WHAT THIS TASK INVOLVES: Transcribe verbatim every line from the one containing "of the police" through the final line of the entries, inclusive.

DATA TO PROCESS:
--- --- ---
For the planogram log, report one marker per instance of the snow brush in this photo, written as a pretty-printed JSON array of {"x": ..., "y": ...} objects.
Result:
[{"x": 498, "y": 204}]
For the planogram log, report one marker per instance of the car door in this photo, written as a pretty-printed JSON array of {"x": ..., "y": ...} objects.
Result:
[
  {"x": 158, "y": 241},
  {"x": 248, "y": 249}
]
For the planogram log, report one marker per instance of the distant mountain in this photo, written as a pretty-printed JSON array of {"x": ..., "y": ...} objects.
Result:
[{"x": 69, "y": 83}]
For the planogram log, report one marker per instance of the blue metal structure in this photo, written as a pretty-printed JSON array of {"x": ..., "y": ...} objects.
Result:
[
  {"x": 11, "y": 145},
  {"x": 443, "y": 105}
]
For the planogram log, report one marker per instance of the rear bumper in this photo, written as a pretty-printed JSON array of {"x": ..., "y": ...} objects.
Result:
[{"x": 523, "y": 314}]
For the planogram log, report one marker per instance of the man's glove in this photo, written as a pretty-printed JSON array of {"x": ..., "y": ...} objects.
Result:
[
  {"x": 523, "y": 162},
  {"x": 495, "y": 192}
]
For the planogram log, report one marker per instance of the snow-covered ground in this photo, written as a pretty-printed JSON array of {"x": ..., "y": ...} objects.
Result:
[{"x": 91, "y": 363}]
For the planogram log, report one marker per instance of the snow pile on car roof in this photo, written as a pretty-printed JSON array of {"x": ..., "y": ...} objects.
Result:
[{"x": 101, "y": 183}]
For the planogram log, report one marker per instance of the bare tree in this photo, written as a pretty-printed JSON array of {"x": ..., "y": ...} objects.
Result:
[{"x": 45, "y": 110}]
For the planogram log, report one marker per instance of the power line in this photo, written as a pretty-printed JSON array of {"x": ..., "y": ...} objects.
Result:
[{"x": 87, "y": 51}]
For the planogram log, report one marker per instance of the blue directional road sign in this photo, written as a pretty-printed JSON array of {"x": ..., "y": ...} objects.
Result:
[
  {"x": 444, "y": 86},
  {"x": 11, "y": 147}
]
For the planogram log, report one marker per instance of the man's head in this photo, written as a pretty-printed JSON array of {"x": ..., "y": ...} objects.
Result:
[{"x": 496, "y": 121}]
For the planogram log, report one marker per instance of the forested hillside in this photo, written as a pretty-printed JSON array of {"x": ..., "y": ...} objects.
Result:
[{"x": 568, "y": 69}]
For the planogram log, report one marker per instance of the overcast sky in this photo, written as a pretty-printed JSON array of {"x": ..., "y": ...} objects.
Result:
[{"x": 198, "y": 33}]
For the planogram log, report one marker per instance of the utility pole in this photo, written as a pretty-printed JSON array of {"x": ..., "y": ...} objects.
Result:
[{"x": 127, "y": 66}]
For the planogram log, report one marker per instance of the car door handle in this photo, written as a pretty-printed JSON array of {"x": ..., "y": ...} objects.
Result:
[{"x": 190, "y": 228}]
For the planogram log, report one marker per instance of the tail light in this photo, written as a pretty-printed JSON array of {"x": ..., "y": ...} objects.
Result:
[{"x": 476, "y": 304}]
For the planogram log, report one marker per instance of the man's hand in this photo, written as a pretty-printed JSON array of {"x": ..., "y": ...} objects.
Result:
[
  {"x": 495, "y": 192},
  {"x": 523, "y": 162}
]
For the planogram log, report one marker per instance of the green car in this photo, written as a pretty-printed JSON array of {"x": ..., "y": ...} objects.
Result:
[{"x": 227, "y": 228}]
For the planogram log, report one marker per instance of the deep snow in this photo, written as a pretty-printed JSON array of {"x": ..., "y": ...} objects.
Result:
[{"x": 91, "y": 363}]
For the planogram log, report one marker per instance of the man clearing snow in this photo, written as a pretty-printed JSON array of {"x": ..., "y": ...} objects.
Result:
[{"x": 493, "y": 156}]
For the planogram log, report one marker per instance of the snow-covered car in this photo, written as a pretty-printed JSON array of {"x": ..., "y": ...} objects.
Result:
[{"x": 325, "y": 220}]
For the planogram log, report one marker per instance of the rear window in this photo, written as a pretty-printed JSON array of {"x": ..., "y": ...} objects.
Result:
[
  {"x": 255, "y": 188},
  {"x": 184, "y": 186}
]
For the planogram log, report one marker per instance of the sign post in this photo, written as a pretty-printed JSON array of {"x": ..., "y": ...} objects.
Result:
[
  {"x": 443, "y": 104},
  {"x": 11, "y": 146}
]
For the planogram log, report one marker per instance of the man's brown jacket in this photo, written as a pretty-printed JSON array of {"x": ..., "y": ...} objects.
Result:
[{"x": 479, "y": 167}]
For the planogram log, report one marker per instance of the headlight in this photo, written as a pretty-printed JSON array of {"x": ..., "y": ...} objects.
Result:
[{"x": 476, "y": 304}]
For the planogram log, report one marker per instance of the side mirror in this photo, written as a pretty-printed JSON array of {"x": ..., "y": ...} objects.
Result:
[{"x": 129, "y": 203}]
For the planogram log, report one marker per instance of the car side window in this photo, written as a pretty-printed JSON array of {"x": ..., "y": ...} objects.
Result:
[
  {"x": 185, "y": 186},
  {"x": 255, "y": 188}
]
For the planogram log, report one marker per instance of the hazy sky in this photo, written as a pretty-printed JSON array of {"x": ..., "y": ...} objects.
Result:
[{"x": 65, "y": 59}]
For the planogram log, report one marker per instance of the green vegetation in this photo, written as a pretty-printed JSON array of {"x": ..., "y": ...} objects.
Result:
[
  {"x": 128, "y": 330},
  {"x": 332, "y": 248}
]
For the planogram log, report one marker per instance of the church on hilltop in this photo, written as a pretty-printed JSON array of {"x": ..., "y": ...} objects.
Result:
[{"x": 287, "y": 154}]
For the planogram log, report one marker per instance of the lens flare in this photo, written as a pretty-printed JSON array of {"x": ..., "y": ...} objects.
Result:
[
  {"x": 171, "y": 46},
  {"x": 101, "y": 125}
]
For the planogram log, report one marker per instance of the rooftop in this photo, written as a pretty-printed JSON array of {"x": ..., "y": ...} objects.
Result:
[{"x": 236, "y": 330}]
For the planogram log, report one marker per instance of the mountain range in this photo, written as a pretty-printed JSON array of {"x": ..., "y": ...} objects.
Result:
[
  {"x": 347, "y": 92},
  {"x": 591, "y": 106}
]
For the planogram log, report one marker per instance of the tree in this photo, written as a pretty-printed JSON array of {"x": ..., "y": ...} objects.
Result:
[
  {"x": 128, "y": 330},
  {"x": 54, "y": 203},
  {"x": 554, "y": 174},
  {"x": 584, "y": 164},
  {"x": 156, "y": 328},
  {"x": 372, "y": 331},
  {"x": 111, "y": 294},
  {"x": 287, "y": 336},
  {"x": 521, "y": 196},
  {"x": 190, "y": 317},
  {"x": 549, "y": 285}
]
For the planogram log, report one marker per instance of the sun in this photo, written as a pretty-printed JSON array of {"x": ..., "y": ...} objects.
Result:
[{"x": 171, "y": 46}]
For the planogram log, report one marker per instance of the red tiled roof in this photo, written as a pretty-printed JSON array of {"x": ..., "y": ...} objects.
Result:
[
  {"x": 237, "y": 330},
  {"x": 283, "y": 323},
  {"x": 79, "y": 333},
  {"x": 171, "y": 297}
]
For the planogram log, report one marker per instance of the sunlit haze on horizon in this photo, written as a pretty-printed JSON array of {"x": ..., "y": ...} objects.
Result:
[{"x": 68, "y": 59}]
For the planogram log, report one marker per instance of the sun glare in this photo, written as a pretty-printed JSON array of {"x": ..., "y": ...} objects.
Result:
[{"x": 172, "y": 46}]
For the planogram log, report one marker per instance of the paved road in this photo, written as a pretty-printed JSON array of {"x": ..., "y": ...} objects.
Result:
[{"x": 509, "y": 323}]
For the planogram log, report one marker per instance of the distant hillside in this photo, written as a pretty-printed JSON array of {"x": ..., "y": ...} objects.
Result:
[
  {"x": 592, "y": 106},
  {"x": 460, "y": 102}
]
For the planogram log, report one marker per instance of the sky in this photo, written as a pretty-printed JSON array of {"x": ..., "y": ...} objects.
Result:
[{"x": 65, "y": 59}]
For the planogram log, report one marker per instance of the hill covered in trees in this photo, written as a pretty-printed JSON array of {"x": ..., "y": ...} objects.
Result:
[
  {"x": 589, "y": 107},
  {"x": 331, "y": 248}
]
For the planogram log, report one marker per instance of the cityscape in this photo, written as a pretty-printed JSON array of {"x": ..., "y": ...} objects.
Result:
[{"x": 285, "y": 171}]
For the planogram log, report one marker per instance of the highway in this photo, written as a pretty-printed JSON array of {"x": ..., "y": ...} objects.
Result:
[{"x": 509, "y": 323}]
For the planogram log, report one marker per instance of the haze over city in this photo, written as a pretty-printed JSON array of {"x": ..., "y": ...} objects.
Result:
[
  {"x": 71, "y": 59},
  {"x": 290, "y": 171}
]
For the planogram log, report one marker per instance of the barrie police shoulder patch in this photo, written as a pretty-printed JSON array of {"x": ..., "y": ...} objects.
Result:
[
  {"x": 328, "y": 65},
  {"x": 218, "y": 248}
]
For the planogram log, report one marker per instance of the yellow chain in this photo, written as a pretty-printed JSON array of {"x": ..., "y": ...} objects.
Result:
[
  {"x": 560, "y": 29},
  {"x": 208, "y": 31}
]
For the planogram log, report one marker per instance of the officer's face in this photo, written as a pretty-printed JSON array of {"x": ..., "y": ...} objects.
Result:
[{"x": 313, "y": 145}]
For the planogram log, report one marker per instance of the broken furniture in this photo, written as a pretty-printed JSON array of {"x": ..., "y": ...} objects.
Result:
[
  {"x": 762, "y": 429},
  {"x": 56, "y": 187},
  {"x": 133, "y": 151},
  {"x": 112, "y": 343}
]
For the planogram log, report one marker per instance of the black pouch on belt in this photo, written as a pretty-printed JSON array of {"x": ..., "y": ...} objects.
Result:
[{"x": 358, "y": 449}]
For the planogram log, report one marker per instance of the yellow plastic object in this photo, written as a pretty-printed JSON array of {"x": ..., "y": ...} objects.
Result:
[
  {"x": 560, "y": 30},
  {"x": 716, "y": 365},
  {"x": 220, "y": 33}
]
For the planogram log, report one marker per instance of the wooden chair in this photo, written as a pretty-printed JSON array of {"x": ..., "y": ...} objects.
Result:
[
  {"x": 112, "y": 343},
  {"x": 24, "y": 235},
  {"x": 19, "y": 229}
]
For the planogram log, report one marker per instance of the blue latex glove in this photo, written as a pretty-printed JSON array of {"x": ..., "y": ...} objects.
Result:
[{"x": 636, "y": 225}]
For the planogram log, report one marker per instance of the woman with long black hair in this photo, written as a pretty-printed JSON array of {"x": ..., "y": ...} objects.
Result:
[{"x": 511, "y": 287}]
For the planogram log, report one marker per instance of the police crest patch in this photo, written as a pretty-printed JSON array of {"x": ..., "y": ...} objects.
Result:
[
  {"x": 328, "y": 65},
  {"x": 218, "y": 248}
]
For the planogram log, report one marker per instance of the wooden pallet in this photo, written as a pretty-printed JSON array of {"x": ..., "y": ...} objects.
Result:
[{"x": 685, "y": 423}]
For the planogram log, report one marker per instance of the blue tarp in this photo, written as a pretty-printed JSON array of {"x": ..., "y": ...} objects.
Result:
--- --- ---
ANSWER:
For the planogram log, report one marker per instance of the police crest patch in this photo, written as a pretty-printed JSON array of {"x": ..., "y": ...} objects.
Result:
[
  {"x": 328, "y": 65},
  {"x": 218, "y": 248}
]
For the planogram log, report one marker per instance of the wooden pallet in this photo, written as a pretty-printed JSON array of {"x": ..., "y": ...} objects.
Result:
[{"x": 685, "y": 423}]
For the planogram log, report one marker per instance of the blue tarp in this photo, written as a pretty-printed JSON array of {"x": ..., "y": ...} objects.
Result:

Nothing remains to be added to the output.